━━━ Input

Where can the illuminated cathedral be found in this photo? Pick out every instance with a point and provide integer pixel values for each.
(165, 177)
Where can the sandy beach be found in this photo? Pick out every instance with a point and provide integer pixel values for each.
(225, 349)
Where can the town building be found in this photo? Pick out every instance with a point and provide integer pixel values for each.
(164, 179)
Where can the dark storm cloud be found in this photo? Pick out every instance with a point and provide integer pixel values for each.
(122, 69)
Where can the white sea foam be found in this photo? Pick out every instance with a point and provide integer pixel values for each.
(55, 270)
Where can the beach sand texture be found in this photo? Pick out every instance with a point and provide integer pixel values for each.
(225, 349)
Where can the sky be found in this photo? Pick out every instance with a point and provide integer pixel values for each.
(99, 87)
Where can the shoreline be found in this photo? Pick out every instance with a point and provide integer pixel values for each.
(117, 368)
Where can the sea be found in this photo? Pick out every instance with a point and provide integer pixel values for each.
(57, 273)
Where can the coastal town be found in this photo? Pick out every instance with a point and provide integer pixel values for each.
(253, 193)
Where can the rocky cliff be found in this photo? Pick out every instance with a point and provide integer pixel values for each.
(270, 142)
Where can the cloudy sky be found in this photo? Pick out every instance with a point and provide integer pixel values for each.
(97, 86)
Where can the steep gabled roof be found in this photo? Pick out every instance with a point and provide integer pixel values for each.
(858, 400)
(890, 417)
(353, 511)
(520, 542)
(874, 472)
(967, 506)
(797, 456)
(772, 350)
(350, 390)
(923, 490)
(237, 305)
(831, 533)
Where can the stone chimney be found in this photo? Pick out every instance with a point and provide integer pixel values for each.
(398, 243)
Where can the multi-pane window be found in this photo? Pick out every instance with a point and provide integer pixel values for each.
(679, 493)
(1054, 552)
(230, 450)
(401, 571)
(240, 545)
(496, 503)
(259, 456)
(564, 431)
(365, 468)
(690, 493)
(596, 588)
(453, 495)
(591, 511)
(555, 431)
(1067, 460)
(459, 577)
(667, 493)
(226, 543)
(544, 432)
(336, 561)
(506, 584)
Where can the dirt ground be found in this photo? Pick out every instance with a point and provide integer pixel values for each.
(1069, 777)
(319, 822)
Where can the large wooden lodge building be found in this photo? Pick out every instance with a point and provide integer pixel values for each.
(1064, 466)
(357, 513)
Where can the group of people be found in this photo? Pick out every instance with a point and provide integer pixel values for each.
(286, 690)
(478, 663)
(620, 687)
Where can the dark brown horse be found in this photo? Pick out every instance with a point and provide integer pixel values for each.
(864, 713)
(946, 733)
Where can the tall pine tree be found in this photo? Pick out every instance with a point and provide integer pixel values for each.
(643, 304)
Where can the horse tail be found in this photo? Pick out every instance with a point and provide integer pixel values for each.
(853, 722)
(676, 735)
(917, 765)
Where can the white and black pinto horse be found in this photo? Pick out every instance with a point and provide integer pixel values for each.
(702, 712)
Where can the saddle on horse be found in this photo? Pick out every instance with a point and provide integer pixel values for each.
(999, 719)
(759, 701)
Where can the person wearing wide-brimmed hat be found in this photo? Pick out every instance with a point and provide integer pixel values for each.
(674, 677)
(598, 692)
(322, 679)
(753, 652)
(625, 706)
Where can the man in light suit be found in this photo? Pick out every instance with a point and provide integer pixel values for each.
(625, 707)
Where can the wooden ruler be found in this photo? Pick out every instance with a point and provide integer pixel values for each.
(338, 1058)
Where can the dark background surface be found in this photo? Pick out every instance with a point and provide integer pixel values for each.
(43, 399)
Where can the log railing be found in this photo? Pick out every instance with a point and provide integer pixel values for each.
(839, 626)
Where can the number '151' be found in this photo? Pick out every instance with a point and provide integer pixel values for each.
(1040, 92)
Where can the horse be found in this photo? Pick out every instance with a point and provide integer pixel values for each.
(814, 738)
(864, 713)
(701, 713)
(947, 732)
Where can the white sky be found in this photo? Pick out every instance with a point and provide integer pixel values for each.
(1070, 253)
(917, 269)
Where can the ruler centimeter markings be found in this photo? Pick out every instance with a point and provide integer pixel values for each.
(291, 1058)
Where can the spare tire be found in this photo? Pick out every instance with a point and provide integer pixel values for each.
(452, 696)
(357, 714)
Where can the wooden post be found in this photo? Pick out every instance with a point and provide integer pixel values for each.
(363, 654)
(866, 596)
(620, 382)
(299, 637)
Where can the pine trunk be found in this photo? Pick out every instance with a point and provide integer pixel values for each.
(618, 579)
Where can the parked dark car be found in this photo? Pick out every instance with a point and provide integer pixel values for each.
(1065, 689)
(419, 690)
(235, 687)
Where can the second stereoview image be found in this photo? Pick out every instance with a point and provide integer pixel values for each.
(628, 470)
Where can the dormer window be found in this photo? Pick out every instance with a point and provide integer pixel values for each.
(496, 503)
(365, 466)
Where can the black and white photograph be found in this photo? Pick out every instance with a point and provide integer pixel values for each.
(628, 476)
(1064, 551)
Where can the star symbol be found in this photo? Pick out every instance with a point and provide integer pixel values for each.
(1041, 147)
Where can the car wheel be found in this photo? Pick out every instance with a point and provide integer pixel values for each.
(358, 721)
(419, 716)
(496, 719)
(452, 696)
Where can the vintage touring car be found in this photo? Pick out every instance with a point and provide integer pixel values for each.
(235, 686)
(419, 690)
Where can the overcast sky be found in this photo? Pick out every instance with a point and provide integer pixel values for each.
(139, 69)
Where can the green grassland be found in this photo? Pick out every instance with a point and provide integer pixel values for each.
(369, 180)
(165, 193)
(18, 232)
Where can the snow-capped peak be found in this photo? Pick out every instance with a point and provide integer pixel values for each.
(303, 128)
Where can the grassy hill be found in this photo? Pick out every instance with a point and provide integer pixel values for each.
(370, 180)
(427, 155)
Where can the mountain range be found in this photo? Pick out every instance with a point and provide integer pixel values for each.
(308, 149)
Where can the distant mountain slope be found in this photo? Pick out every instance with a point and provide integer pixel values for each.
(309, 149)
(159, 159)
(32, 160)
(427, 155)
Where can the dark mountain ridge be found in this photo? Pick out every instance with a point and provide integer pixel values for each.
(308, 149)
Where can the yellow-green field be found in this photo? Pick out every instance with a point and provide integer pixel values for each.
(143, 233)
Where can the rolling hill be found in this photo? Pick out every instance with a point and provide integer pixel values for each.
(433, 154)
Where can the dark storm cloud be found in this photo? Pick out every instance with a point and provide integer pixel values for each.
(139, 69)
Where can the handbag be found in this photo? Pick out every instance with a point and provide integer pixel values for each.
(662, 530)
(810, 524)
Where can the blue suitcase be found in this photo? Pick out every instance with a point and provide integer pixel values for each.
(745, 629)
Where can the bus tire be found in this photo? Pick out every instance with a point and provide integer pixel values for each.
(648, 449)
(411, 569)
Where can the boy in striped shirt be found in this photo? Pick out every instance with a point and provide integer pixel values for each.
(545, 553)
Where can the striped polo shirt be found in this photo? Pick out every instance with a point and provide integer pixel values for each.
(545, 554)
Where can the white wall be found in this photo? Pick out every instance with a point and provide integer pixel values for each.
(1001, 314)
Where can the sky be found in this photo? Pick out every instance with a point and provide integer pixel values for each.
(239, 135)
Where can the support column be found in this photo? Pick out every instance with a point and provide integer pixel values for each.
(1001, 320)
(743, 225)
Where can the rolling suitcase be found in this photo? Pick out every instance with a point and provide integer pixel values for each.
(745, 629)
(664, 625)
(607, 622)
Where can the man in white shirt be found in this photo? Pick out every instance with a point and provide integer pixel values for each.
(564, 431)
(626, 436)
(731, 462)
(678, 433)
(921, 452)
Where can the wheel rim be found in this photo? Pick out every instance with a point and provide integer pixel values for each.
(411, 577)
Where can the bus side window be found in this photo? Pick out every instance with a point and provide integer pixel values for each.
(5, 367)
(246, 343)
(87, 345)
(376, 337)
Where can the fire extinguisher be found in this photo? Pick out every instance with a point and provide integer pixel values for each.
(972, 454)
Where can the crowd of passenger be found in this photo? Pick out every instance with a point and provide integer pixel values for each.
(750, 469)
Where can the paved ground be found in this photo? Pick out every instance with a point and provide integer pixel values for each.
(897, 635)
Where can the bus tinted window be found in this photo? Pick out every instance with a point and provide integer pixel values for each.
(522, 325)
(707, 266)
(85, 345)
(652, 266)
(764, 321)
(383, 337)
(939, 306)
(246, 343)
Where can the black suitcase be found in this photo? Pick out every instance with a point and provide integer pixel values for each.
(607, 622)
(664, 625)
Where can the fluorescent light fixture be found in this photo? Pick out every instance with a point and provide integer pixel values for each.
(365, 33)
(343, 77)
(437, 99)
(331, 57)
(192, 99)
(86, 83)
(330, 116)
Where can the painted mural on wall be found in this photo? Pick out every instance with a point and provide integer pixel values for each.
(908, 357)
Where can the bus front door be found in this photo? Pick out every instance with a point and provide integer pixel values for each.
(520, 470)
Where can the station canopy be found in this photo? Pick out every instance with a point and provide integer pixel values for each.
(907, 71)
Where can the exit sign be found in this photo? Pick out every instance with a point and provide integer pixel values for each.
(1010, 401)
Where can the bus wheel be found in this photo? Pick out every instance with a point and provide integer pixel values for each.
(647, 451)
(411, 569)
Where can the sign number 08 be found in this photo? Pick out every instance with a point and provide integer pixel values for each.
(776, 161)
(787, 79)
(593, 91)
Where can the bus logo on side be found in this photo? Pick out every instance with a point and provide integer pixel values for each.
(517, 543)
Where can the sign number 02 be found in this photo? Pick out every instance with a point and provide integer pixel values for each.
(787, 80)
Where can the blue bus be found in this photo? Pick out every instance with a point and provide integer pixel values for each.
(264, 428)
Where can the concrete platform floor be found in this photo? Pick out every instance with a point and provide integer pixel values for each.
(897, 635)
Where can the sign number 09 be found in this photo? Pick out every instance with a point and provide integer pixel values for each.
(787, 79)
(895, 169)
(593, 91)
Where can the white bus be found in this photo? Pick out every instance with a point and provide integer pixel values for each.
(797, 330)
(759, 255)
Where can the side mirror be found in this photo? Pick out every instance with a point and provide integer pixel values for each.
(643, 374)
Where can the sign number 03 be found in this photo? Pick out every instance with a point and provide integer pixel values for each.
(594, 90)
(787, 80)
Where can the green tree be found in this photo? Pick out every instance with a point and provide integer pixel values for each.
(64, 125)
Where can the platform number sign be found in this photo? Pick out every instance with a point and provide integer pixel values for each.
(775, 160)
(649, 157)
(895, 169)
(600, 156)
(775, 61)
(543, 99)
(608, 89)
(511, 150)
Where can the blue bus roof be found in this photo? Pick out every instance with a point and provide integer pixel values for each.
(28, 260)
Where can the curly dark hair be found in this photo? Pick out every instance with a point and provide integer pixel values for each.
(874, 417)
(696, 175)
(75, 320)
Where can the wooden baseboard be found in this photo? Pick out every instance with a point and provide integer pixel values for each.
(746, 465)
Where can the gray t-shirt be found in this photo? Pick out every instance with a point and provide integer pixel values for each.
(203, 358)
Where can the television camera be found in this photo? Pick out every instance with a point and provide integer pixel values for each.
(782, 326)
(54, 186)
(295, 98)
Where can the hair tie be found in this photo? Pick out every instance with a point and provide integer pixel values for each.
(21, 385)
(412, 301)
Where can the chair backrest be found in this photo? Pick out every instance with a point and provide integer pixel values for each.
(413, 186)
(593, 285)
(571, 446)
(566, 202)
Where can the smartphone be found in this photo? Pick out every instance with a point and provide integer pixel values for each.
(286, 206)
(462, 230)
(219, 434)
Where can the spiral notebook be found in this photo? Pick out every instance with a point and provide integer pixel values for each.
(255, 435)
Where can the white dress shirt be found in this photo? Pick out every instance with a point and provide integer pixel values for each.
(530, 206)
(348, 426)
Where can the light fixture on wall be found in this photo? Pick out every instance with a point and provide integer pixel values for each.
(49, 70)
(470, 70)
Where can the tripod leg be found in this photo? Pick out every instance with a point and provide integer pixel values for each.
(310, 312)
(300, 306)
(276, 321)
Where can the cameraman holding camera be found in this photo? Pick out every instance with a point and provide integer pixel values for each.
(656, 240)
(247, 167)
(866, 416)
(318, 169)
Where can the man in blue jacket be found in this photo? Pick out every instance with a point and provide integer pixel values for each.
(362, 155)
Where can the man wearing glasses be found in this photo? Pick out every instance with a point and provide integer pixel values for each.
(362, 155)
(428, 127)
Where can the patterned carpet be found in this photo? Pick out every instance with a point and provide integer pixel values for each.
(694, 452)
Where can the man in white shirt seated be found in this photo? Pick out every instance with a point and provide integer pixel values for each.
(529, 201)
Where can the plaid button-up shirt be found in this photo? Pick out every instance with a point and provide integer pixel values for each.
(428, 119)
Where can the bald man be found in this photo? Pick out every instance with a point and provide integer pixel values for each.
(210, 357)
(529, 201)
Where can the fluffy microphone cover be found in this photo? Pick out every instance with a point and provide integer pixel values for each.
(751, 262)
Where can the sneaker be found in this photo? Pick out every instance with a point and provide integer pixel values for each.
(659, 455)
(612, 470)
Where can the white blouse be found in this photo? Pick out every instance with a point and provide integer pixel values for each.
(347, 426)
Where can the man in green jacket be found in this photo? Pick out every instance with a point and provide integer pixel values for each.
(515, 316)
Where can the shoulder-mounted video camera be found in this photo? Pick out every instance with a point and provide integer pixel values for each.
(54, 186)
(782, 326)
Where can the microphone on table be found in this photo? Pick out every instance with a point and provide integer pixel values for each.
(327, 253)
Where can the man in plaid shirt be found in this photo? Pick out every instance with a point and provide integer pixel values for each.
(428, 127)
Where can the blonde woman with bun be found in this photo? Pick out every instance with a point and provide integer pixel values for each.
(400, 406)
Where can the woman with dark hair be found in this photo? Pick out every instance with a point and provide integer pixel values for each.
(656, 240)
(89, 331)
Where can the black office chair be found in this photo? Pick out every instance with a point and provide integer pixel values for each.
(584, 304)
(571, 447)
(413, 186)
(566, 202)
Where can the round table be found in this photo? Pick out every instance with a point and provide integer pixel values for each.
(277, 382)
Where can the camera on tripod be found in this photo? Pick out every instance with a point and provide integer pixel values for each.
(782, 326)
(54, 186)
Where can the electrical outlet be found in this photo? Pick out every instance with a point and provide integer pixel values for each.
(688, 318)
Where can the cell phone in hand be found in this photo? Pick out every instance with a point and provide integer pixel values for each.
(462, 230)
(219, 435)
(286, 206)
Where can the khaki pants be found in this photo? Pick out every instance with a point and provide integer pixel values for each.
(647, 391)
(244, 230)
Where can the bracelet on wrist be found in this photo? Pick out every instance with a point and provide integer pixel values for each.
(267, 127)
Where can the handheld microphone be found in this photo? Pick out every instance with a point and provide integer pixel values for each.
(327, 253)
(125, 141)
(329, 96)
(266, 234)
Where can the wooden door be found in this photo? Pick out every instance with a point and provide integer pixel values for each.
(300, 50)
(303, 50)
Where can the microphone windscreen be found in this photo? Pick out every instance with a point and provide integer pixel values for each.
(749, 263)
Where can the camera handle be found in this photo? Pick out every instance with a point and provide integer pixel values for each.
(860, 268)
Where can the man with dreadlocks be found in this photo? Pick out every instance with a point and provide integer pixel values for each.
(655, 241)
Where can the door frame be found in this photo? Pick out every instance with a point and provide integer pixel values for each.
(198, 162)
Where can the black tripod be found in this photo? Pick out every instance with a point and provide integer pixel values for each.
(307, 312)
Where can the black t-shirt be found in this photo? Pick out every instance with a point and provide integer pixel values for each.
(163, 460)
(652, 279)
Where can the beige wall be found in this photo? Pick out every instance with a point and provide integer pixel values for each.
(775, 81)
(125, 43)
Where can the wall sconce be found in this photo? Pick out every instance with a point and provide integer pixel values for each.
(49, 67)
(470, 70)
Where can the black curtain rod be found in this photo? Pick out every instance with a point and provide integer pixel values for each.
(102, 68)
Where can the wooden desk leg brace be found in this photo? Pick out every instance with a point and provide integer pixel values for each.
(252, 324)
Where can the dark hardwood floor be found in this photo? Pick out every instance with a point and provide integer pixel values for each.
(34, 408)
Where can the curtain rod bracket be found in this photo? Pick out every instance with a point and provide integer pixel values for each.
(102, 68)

━━━━━━

Send back exactly the lines from the line with "Where can the man with" through the end of the records.

Where can the man with dreadlocks be found in this photo? Pick out every instance with a point and provide integer pixel values for each.
(655, 241)
Where can the door frame be found in this photo? Pick out every instance with a point and provide integer pixel values for each.
(198, 162)
Where can the black tripod be found in this photo? Pick out every instance with a point and provide integer pixel values for each.
(307, 312)
Where can the black t-shirt be found in this photo? Pick out every instance with a point and provide integer pixel values for each.
(163, 460)
(652, 279)
Where can the beige wall be found in this photo? Pick out every instance with a point and provide integer pixel values for each.
(775, 81)
(125, 43)
Where can the wall sconce be found in this photo? Pick out every instance with a point and provide integer pixel values for each.
(49, 67)
(470, 70)
Where can the black curtain rod be found in this photo? Pick out every instance with a point and provide integer pixel values for each.
(102, 68)
Where can the wooden desk leg brace be found in this photo? Pick out every instance with a point and provide integer pixel values for each.
(252, 324)
Where can the dark hardwood floor be found in this photo? Pick out every instance with a point and provide integer pixel values for each.
(34, 408)
Where can the curtain rod bracket be found in this photo? Pick out every instance with a point and provide integer pixel values for each.
(102, 68)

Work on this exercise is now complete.